Aim of the task
Gather every line in the items below that contains the string "railing", matching case exactly, and copy each of those lines in full.

== == ==

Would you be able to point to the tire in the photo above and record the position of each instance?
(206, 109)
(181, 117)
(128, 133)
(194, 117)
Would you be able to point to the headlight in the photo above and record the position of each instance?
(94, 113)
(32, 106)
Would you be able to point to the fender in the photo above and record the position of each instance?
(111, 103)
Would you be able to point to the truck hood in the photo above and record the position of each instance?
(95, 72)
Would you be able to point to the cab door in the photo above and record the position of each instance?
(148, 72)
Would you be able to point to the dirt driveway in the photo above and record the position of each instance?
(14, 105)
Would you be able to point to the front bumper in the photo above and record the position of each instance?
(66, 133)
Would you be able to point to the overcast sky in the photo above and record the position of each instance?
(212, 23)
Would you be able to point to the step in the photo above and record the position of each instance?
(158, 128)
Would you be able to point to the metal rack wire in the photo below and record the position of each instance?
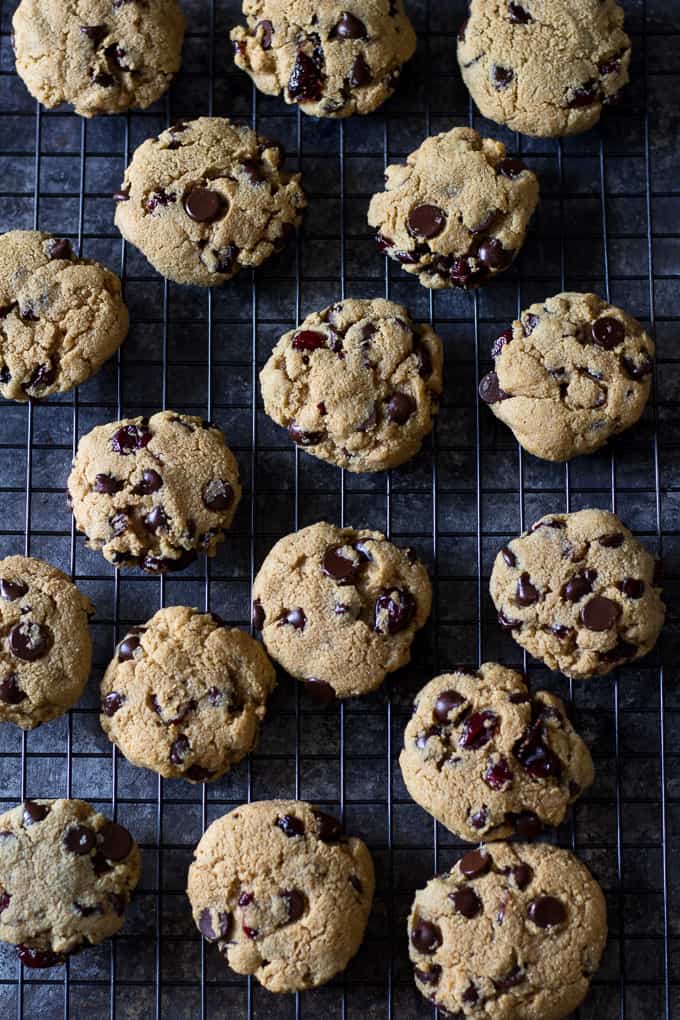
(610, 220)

== == ==

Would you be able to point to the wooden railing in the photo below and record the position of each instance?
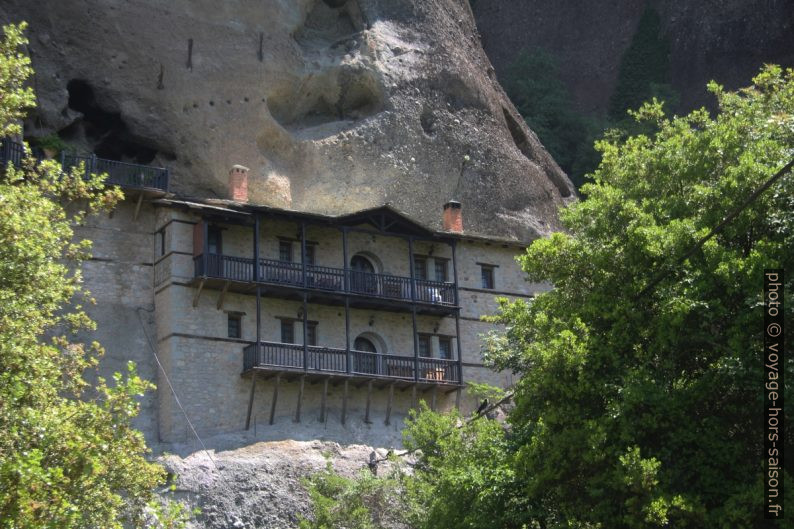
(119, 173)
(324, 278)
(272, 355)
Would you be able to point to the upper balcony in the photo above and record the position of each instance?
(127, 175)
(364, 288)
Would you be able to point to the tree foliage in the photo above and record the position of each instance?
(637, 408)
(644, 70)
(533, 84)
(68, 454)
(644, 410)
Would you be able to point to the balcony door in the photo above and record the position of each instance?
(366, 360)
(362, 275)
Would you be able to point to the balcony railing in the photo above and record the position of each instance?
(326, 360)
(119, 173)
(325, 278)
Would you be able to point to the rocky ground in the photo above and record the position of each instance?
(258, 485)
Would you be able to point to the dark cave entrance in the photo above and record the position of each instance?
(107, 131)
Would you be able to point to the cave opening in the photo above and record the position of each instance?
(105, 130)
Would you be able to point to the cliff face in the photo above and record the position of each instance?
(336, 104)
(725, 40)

== == ==

Exercise answer
Would you be able to point to the wooden railing in the photo below and record the position of each instance?
Would you be able to point to the balcony railing in the photo above and record the position of each instance?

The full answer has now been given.